* BEGIN DOCUMENT PASSAGE *

Attribute	Set on	Required field type
`[TCreatedAt]`	Insert	`TTNullable<TDateTime>`
`[TCreatedBy]`	Insert	`String`
`[TUpdatedAt]`	Update	`TTNullable<TDateTime>`
`[TUpdatedBy]`	Update	`String`
`[TDeletedAt]`	Delete	`TTNullable<TDateTime>`
`[TDeletedBy]`	Delete	`String`

You add them to your entity fields, and Trysil fills them in automatically.

Adding an audit trail

unit Article.Model;

{$WARN UNKNOWN_CUSTOM_ATTRIBUTE ERROR}

interface

uses
  Trysil.Types,
  Trysil.Attributes,
  Trysil.Validation.Attributes;

type
  [TTable('Articles')]
  [TSequence('ArticlesID')]
  TTArticle = class
  strict private
    [TPrimaryKey]
    [TColumn('ID')]
    FID: TTPrimaryKey;

    [TRequired]
    [TMaxLength(200)]
    [TColumn('Title')]
    FTitle: String;

    [TColumn('Body')]
    FBody: String;

    [TCreatedAt]
    [TColumn('CreatedAt')]
    FCreatedAt: TTNullable<TDateTime>;

    [TCreatedBy]
    [TColumn('CreatedBy')]
    FCreatedBy: String;

    [TUpdatedAt]
    [TColumn('UpdatedAt')]
    FUpdatedAt: TTNullable<TDateTime>;

    [TUpdatedBy]
    [TColumn('UpdatedBy')]
    FUpdatedBy: String;

    [TColumn('VersionID')]
    [TVersionColumn]
    FVersionID: TTVersion;
  public
    property ID: TTPrimaryKey read FID;
    property Title: String read FTitle write FTitle;
    property Body: String read FBody write FBody;
    property CreatedAt: TTNullable<TDateTime> read FCreatedAt;
    property CreatedBy: String read FCreatedBy;
    property UpdatedAt: TTNullable<TDateTime> read FUpdatedAt;
    property UpdatedBy: String read FUpdatedBy;
  end;

Now when you insert or update:

var
  LArticle: TTArticle;
begin
  LArticle := LContext.CreateEntity<TTArticle>();
  LArticle.Title := 'Getting started with Trysil';
  LArticle.Body := 'In this article...';
  LContext.Insert<TTArticle>(LArticle);
  // CreatedAt is now set to the current timestamp
  // CreatedBy is set to the current user name
end;

LArticle.Title := 'Getting started with Trysil (updated)';
LContext.Update<TTArticle>(LArticle);
// UpdatedAt is now set to the current timestamp
// UpdatedBy is set to the current user name
// CreatedAt and CreatedBy remain unchanged

Providing the current user

The *By fields need to know who the current user is. You provide this via a callback on TTContext:

LContext.OnGetCurrentUser := function: String
begin
  result := 'david.lastrucci';
end;

In a real application, this might read from an authentication token, a session variable, or a thread-local user context. If you do not assign the callback, Trysil writes an empty string.

* END DOCUMENT PASSAGE *

=== REQUIRED TASK ===
Resume the passage on Trysil audit attributes from where it stops.

* BEGIN DATA SHOWN *

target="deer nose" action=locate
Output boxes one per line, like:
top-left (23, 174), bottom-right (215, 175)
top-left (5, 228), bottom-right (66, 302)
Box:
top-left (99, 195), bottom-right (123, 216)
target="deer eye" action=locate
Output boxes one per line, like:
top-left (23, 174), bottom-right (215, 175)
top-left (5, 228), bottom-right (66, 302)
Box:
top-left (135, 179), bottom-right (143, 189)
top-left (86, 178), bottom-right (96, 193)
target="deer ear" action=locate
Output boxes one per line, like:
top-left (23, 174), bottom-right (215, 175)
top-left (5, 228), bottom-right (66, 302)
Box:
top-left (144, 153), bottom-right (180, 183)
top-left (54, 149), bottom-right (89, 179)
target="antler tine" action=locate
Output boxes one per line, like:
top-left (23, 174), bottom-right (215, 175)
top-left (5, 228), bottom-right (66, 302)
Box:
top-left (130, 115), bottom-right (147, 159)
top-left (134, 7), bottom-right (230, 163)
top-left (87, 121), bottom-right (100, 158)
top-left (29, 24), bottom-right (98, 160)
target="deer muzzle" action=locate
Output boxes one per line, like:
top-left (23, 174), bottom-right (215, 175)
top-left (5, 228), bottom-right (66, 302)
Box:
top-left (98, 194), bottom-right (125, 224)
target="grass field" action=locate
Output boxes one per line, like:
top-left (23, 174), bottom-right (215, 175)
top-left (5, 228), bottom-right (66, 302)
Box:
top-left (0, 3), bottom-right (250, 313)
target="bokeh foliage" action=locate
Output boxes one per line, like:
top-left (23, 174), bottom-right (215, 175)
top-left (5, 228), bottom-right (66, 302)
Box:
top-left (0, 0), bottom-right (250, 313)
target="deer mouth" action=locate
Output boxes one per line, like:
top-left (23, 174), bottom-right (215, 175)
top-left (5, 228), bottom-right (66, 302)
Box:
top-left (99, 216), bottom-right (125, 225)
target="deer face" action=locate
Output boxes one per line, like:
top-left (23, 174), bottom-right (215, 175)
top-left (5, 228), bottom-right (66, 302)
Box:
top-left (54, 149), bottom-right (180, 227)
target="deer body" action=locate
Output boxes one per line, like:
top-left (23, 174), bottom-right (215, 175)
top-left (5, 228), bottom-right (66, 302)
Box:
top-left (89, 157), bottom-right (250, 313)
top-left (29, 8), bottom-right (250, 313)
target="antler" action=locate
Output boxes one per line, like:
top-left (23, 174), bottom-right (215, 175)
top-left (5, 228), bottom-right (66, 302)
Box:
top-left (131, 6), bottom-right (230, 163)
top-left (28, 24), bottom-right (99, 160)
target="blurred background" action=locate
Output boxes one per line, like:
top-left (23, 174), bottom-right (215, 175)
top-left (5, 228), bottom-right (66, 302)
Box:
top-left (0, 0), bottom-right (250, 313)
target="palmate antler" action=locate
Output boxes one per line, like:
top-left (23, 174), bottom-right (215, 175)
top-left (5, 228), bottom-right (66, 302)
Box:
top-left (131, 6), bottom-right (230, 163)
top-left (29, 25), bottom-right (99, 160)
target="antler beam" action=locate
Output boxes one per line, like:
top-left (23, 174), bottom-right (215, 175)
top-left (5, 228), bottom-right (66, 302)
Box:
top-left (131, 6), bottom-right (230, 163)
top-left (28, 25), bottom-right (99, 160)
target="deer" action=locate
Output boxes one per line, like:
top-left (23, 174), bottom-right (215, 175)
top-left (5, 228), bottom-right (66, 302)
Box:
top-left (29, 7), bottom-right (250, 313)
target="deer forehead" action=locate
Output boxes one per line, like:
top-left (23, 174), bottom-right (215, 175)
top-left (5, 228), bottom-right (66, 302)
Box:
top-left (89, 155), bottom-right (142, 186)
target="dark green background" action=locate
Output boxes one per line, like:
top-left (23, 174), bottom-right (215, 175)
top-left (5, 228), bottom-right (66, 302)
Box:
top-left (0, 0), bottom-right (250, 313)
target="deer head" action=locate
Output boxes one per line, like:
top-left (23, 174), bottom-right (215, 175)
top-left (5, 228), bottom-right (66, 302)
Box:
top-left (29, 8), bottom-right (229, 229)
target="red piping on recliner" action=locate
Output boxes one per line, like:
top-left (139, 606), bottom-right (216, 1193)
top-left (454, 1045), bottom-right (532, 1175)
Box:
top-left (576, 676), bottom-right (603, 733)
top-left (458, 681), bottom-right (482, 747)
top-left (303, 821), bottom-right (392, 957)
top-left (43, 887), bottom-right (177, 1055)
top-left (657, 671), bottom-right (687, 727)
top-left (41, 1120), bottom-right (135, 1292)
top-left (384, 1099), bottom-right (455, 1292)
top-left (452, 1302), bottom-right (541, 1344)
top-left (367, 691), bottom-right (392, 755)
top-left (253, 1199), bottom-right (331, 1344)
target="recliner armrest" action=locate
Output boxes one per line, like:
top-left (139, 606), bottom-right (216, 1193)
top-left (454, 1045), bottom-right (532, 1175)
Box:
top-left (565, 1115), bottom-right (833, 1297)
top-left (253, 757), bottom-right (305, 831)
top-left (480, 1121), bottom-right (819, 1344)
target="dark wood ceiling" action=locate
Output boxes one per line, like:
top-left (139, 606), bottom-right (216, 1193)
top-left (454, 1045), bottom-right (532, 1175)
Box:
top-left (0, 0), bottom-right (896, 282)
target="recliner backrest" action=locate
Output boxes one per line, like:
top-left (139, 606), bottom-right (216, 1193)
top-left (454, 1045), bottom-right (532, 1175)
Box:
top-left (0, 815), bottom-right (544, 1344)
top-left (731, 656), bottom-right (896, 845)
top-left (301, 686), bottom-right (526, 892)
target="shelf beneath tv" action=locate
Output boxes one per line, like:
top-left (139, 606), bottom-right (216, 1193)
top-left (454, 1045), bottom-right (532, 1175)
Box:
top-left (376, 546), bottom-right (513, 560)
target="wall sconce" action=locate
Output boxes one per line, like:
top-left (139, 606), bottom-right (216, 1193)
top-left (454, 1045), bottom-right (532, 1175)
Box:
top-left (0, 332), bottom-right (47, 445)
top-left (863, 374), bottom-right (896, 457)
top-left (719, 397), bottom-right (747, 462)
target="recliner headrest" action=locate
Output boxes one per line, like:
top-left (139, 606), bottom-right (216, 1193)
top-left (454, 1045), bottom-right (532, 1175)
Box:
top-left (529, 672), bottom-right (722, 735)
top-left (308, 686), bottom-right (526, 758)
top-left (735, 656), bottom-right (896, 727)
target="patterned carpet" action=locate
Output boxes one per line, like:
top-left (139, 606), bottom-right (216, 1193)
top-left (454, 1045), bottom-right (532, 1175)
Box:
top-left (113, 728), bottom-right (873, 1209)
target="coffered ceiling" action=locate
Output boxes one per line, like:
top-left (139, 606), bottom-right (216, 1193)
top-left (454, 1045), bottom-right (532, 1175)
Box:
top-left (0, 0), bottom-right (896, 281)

* END DATA SHOWN *

=== OUTPUT ===
Soft delete

Traditional DELETE removes the row from the database. In many scenarios — audit compliance, undo functionality, data recovery — you want to keep the record but mark it as deleted.

Trysil supports this natively. Add [TDeletedAt] (and optionally [TDeletedBy]) to your entity:

  [TTable('Articles')]
  [TSequence('ArticlesID')]
  TTArticle = class
  strict private
    // ... other fields ...

    [TDeletedAt]
    [TColumn('DeletedAt')]
    FDeletedAt: TTNullable<TDateTime>;

    [TDeletedBy]
    [TColumn('DeletedBy')]
    FDeletedBy: String;

    [TColumn('VersionID')]
    [TVersionColumn]
    FVersionID: TTVersion;
  public
    // ... properties ...
    property DeletedAt: TTNullable<TDateTime> read FDeletedAt;
    property DeletedBy: String read FDeletedBy;
  end;

What changes

When an entity has a [TDeletedAt] field, calling Delete<T> no longer executes a SQL DELETE. Instead it executes:

UPDATE Articles
SET DeletedAt = :DeletedAt, DeletedBy = :DeletedBy, VersionID = VersionID + 1
WHERE ID = :ID AND VersionID = :VersionID

The record stays in the database, but it is marked as deleted.

Automatic exclusion

All SELECT queries on that entity automatically add DeletedAt IS NULL to the WHERE clause. Soft-deleted records are invisible by default — your application code does not need to change at all.

// This only returns non-deleted articles
LContext.SelectAll<TTArticle>(LArticles);

Including deleted records

Sometimes you need to see deleted records (admin panels, audit logs). Use the filter builder:

var
  LBuilder: TTFilterBuilder<TTArticle>;
  LFilter: TTFilter;
begin
  LBuilder := LContext.CreateFilterBuilder<TTArticle>();
  try
    LFilter := LBuilder
      .IncludeDeleted
      .OrderByDesc('DeletedAt')
      .Build;

    LContext.Select<TTArticle>(LAllArticles, LFilter);
  finally
    LBuilder.Free;
  end;
end;

Relation checks and soft delete

When you soft-delete a parent record, Trysil skips the child relation check. This makes sense: the record is not being physically removed, so foreign key integrity is preserved.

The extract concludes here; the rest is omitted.